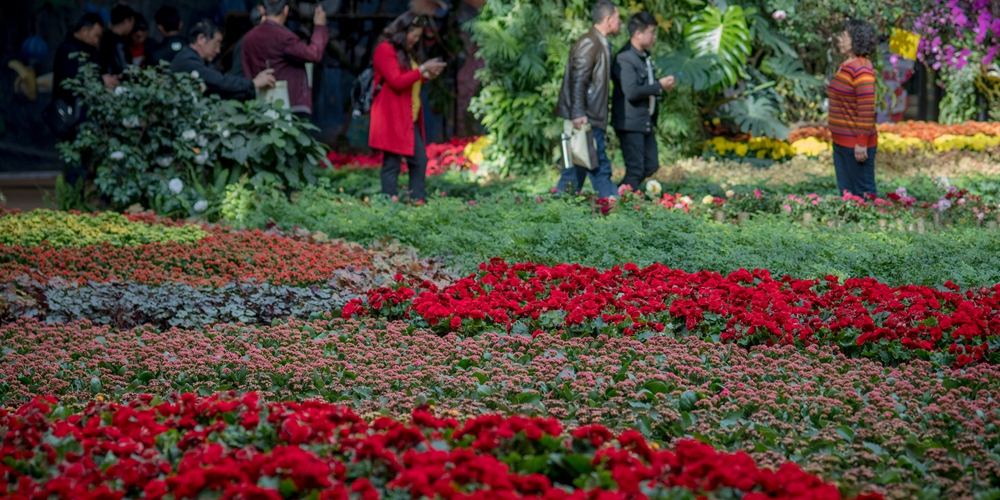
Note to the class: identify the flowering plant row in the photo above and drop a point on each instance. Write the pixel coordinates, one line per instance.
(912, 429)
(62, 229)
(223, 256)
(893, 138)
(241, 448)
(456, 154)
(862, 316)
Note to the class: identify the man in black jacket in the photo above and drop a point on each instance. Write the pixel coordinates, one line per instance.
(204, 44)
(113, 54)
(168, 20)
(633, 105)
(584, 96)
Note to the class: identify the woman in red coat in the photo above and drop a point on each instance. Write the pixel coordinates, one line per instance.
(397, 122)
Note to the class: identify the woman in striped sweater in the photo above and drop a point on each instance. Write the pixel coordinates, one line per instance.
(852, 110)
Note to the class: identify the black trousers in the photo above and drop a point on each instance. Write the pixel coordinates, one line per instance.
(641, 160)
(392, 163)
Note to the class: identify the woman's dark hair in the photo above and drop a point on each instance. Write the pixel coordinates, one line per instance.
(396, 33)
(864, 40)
+===+
## Exercise requirements
Could you write out, exactly, each line of the data above from the one containing "Note to the class: identify the woman's" through the last, including both?

## Response
Note to the class: identify the woman's dark hair in the photo above and drop a point on each instance. Write the pixel coordinates, one line per instance.
(396, 33)
(864, 40)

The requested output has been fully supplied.